Re: Performance problems testing with Spamassassin 3.1.0 - Mailing list pgsql-performance

From John A Meinel
Subject Re: Performance problems testing with Spamassassin 3.1.0
Date
Msg-id 42F26E2C.8010607@arbash-meinel.com
Whole thread Raw
In response to Re: Performance problems testing with Spamassassin 3.1.0  (Matthew Schumacher <matt.s@aptalaska.net>)
Responses Re: Performance problems testing with Spamassassin 3.1.0
List pgsql-performance
Matthew Schumacher wrote:
> Matthew Schumacher wrote:
>
>>Tom Lane wrote:
>>
>>
>>
>>>I don't really see why you think that this path is going to lead to
>>>better performance than where you were before.  Manipulation of the
>>>temp table is never going to be free, and IN (sub-select) is always
>>>inherently not fast, and NOT IN (sub-select) is always inherently
>>>awful.  Throwing a pile of simple queries at the problem is not
>>>necessarily the wrong way ... especially when you are doing it in
>>>plpgsql, because you've already eliminated the overhead of network
>>>round trips and repeated planning of the queries.

════════

Directive A:
Answer these questions about the mailing list message, one line each:
(i) Who is listed as the sender of the message?
(ii) Which mailing list is the message posted to?
(iii) In the quoted passage from Tom Lane, what construct is described as "always inherently awful"?

Raw records
════════

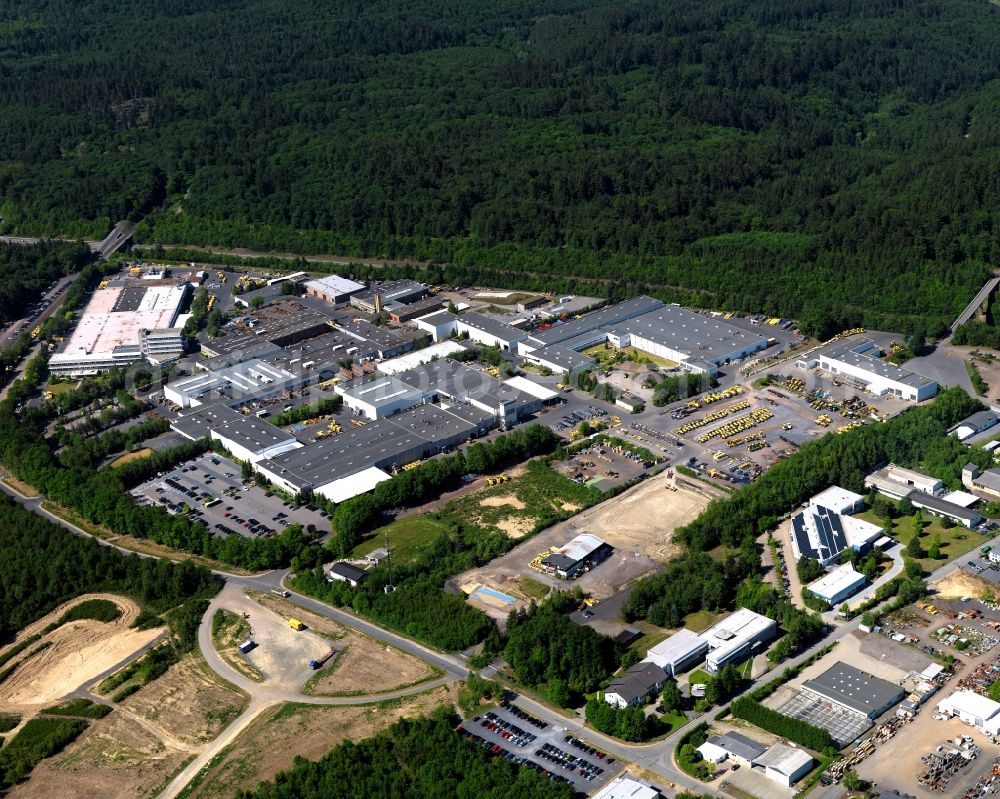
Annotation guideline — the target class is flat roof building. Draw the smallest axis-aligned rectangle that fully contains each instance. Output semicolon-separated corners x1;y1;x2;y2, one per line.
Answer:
541;533;612;580
700;608;778;674
800;337;938;402
590;776;663;799
753;744;814;788
455;311;528;350
802;661;905;720
806;563;865;607
906;491;983;529
792;504;883;566
210;415;302;463
938;688;1000;735
49;278;190;376
604;661;667;709
305;275;365;305
646;628;708;677
865;463;944;499
413;311;458;341
351;279;430;314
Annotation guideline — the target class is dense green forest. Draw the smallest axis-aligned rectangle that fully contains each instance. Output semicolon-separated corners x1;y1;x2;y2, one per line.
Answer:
239;711;573;799
0;241;88;325
0;0;1000;334
0;494;222;642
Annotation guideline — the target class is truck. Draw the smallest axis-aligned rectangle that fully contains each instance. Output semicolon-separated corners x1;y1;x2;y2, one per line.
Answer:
309;649;337;671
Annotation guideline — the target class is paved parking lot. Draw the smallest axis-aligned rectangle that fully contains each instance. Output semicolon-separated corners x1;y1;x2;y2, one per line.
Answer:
459;703;621;793
132;453;330;537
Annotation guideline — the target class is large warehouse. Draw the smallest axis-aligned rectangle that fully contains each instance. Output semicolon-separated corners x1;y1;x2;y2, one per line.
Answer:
49;280;190;376
256;405;486;502
798;338;938;402
701;608;778;674
518;296;767;375
645;627;708;677
802;661;905;720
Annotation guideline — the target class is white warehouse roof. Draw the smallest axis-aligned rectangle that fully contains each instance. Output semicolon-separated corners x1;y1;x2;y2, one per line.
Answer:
504;375;559;402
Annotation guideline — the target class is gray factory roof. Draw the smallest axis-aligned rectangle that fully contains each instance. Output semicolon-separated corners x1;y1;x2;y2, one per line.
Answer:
170;402;242;440
337;374;426;407
397;358;522;405
802;661;903;717
531;295;663;346
614;305;766;364
817;339;934;388
259;405;475;486
458;311;528;341
530;344;596;372
212;415;296;452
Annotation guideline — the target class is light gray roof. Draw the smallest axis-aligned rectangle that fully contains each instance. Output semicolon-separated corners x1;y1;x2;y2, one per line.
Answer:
802;661;903;716
817;339;935;388
708;732;767;762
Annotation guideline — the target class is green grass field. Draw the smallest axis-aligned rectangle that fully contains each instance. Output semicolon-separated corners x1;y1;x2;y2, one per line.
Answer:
351;516;444;562
857;510;989;573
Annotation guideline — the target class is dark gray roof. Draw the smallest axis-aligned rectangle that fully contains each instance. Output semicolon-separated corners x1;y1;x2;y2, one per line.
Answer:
328;560;368;583
708;732;767;761
906;488;983;522
802;661;903;717
604;661;667;702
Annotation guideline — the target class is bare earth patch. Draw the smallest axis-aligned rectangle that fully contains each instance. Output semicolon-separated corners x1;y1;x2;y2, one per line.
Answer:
932;570;991;599
251;592;438;696
10;656;247;799
181;686;457;799
0;594;163;707
479;494;525;510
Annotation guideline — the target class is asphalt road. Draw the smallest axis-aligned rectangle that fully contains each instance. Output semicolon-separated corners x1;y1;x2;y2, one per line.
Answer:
0;466;1000;799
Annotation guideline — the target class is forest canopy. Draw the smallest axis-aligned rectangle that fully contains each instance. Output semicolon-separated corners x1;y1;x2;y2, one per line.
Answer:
0;0;1000;335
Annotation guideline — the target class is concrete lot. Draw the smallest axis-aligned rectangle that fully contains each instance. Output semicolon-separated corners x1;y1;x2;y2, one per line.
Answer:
462;705;622;793
132;453;330;536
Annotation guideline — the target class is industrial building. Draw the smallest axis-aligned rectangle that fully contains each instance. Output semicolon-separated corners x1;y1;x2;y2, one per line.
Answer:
797;337;938;402
518;296;767;375
753;744;815;788
906;491;983;529
326;560;368;588
542;533;612;580
590;776;663;799
948;411;1000;441
962;463;1000;500
455;311;528;351
865;463;944;499
700;608;778;674
305;275;365;305
256;405;488;502
163;358;302;408
210;416;302;463
806;563;865;607
792;504;883;566
351;280;430;314
413;311;458;341
698;732;767;767
604;660;667;709
802;661;904;721
49;279;190;376
336;358;542;426
938;688;1000;735
645;628;708;677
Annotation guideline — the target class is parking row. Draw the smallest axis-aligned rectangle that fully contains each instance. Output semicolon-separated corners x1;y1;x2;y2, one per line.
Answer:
535;736;604;782
455;724;572;783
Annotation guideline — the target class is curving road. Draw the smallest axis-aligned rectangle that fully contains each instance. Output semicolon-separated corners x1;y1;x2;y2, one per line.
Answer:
0;472;988;799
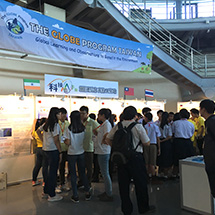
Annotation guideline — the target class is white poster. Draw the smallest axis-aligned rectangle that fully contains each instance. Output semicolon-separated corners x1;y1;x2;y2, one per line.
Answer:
0;96;34;157
177;101;200;112
45;75;118;98
36;97;70;119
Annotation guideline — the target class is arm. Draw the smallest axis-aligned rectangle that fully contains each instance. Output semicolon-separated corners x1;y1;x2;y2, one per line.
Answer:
54;135;61;153
64;139;70;146
36;128;43;141
157;137;161;156
102;133;109;145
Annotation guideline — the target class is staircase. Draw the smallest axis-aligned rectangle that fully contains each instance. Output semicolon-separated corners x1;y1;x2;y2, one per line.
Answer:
11;0;215;100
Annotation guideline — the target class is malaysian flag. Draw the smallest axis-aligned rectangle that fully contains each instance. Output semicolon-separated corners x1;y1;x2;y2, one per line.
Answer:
124;87;134;96
145;89;154;98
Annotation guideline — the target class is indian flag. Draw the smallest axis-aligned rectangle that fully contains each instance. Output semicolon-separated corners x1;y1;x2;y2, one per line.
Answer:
24;79;40;90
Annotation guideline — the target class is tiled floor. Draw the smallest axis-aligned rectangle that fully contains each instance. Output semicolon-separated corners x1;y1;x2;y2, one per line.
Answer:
0;177;196;215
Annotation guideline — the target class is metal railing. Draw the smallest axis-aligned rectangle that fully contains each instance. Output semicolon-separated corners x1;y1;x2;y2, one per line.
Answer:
112;0;215;77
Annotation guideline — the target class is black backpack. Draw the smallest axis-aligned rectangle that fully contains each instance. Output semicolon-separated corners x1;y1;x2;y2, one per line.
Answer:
111;122;139;166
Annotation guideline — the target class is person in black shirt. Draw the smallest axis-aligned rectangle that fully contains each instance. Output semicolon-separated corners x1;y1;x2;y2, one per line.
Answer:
200;99;215;198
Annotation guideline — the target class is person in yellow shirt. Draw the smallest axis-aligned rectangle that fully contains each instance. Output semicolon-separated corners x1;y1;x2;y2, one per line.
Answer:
187;118;197;149
190;108;205;155
55;108;70;193
31;118;47;186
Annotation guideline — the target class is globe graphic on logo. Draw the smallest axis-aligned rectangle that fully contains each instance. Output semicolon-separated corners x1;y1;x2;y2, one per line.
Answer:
63;80;72;94
6;18;24;35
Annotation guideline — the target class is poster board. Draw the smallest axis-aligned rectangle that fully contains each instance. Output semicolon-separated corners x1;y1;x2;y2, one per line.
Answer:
0;96;34;158
177;101;200;112
125;100;165;122
71;98;100;116
35;97;70;119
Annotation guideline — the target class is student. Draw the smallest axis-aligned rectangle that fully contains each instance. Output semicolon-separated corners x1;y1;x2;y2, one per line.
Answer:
78;106;99;187
200;99;215;198
89;113;100;183
106;106;155;215
158;112;173;179
168;112;174;126
139;107;152;126
94;108;113;201
55;108;70;193
190;108;205;155
37;107;63;202
172;109;195;177
155;110;163;127
65;111;91;203
32;118;47;186
144;113;161;179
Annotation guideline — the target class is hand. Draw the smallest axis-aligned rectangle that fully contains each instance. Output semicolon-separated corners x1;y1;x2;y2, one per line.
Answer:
158;149;161;156
59;153;63;163
93;129;98;136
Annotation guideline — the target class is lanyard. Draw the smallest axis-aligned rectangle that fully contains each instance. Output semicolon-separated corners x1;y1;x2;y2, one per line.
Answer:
95;123;103;130
59;122;66;134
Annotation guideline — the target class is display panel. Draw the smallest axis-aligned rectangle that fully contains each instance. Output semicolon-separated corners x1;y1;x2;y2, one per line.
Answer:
36;97;70;119
0;96;34;158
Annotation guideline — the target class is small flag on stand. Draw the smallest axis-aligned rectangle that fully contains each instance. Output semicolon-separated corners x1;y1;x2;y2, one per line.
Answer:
145;89;154;98
124;87;134;96
23;79;40;90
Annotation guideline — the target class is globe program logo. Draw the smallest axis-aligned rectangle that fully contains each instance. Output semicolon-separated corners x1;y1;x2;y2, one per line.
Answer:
6;18;24;35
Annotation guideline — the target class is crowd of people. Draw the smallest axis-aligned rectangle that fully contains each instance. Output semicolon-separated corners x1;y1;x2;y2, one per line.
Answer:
32;100;215;215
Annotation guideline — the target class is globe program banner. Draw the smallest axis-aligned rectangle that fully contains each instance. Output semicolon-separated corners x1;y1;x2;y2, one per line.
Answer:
0;0;153;73
45;74;119;98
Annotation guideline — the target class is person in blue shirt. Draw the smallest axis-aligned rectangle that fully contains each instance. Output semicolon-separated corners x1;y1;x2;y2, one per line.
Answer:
144;113;161;177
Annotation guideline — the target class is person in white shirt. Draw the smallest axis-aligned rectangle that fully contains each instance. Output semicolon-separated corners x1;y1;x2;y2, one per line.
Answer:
157;112;173;179
172;109;195;177
94;108;113;201
155;110;163;127
37;107;63;202
144;113;161;177
65;111;91;203
106;106;155;215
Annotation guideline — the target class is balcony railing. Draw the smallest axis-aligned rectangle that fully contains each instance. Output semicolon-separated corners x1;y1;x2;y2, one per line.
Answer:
112;0;215;77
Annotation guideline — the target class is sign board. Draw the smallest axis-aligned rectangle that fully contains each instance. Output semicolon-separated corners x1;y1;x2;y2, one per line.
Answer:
0;0;153;72
45;75;118;98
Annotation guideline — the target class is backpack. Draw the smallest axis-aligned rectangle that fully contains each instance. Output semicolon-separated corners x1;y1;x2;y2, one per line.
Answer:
111;122;139;166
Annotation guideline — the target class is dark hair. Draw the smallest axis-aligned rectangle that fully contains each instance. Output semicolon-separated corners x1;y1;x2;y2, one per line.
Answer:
60;108;67;114
200;99;215;114
145;113;153;121
123;106;137;120
119;113;124;122
137;113;143;118
68;110;85;133
190;108;199;115
112;114;117;122
79;106;89;114
160;112;169;129
142;107;151;115
43;107;60;132
34;119;40;131
99;108;114;127
173;113;181;122
89;113;96;120
157;110;163;115
179;108;190;119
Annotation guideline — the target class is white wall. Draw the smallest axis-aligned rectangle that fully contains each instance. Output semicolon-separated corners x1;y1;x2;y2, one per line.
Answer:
0;55;181;112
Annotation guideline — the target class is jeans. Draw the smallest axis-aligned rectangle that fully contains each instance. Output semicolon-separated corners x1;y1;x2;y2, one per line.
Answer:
98;154;112;196
68;153;90;197
32;147;47;181
44;150;59;197
78;152;93;185
117;153;149;215
59;151;67;185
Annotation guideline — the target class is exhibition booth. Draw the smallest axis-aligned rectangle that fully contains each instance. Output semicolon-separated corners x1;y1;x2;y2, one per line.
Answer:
0;95;165;184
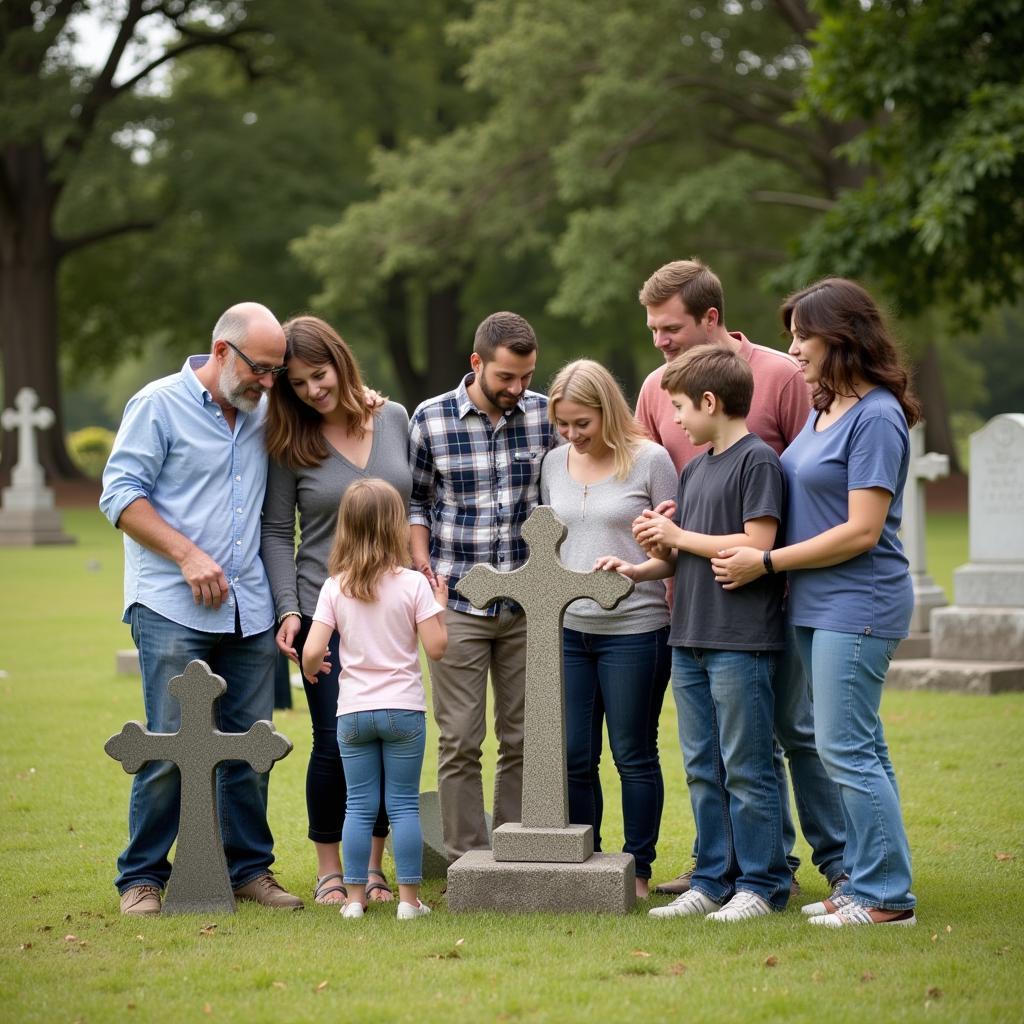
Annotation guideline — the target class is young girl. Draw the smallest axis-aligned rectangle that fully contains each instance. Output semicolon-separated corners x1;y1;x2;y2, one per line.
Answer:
712;278;921;928
302;478;447;921
541;359;677;898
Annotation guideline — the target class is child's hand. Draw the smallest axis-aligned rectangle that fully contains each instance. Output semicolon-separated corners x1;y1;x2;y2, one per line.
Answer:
633;509;679;549
594;555;637;580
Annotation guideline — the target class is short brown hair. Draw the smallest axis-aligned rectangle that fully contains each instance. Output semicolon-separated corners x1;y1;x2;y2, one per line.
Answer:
473;312;537;362
662;345;754;418
640;256;725;324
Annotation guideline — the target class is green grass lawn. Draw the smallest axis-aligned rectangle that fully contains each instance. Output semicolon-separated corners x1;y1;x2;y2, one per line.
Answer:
0;510;1024;1024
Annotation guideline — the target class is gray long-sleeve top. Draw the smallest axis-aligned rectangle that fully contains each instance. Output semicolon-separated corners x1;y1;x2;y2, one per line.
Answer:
260;401;413;617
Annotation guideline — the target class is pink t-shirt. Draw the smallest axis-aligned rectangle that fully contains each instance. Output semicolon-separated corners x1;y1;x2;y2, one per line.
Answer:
313;568;444;715
637;331;811;472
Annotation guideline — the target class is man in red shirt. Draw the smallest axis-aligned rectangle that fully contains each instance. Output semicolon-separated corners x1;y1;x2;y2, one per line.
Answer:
636;259;846;894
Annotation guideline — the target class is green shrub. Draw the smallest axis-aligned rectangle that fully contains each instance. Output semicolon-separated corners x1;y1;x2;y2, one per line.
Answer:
68;427;114;480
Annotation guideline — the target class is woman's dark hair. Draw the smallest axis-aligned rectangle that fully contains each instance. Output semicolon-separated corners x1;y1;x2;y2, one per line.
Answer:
264;316;376;469
781;278;921;427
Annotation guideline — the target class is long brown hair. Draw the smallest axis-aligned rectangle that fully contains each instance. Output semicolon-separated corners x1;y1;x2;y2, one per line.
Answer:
781;278;921;427
327;476;409;601
264;316;376;469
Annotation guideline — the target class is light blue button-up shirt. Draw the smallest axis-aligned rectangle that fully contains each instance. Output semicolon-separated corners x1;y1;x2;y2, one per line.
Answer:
99;355;273;636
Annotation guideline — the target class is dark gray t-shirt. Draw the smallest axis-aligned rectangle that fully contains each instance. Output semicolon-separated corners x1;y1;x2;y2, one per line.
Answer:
669;434;785;650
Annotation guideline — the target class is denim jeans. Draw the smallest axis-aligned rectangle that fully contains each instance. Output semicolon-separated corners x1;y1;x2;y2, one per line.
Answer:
295;615;388;843
774;629;846;883
114;604;278;893
562;626;670;879
672;647;792;910
338;709;427;885
795;626;916;910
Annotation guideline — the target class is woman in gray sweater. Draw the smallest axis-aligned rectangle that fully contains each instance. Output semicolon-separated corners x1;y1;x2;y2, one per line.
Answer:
261;316;413;903
541;359;677;897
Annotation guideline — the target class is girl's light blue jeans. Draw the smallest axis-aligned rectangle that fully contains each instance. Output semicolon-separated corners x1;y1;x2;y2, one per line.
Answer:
338;709;427;886
795;626;916;910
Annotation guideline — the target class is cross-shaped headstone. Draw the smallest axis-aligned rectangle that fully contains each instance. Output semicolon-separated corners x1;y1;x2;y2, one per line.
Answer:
902;423;949;575
103;660;292;913
456;505;633;828
0;387;55;488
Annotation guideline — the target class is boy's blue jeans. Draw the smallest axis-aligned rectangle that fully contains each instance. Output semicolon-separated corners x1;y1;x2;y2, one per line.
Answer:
795;626;916;910
672;647;793;910
114;604;278;893
338;709;427;886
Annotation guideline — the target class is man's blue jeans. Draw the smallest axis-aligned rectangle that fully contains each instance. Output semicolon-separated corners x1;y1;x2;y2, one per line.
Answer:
562;626;670;879
114;604;278;893
338;709;427;886
795;626;916;910
672;647;792;910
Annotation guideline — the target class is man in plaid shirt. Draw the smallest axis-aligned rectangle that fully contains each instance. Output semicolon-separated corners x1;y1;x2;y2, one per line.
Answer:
409;312;558;862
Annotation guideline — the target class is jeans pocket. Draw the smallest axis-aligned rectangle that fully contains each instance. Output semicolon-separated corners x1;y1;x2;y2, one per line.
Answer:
387;708;427;739
338;712;359;743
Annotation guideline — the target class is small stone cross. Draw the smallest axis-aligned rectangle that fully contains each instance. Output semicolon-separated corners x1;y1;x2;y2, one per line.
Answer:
0;387;55;487
902;423;949;575
456;505;633;828
103;660;292;913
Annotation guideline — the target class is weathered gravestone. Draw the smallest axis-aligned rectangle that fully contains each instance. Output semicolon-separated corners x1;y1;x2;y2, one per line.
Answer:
447;505;636;913
0;387;75;547
887;414;1024;693
896;423;949;657
103;660;292;913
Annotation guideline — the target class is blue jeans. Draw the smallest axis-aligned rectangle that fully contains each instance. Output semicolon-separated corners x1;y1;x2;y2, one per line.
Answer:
562;626;670;879
114;604;278;893
672;647;792;910
774;629;846;883
338;709;427;886
795;626;916;910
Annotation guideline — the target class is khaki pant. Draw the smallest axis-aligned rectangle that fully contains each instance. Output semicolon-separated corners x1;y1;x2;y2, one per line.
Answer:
430;608;526;863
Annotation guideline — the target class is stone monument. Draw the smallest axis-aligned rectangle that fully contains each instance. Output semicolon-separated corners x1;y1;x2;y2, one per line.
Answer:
896;423;949;657
0;387;75;547
887;414;1024;693
447;505;636;913
103;660;292;913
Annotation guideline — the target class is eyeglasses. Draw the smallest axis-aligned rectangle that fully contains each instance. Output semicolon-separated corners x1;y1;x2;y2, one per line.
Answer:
221;338;288;377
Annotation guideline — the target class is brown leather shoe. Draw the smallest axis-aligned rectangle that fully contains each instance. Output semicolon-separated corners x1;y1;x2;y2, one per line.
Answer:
234;871;305;910
121;886;160;916
654;867;694;896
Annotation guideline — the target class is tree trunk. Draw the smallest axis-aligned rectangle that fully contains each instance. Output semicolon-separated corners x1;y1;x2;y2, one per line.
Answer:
913;341;963;474
0;142;82;483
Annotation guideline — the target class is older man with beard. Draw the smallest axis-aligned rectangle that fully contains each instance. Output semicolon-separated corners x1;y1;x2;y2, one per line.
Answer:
99;302;302;914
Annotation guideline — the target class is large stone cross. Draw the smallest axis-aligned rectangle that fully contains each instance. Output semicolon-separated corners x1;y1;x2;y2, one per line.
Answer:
456;505;633;828
0;387;55;489
103;660;292;913
900;423;949;633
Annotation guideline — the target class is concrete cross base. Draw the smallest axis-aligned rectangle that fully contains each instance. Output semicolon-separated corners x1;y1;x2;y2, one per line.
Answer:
490;821;594;864
114;647;141;676
893;633;932;659
932;604;1024;662
0;507;76;548
447;850;636;913
886;658;1024;693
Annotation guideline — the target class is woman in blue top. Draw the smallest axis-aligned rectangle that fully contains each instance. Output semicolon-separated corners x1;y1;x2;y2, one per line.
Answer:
712;278;921;928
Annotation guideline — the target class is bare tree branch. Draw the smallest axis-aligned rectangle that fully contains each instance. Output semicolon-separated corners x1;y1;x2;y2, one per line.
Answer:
56;220;159;259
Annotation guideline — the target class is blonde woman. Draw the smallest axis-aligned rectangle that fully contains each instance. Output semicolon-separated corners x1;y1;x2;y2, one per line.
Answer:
541;359;678;898
302;479;447;921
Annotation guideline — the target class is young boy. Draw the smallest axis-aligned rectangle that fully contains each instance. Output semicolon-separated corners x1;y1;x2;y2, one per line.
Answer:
595;345;792;922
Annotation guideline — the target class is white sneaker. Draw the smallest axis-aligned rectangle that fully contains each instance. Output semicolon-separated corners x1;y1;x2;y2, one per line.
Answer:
395;899;430;921
708;889;774;922
647;889;722;918
807;900;918;928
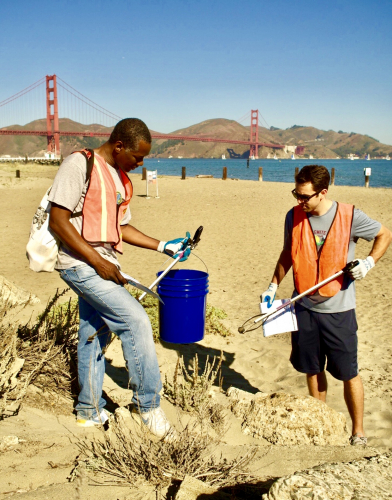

════════

Directive B:
Reproduce everything in the rows from the line containing "Annotation guideline — the target class is green shrub." down to the line containing "68;427;114;480", including both of those lines.

Expected output A:
(i) John A Meinel
(ii) pgsql-performance
(iii) NOT IN (sub-select)

Expected output B:
Annotation guideline — the target class is green shrub. Draw the smallest axis-aligned rectangle that fully contains each instance. Output semicolon-separated corners x1;y1;x2;y2, one per line.
Answer:
68;427;114;480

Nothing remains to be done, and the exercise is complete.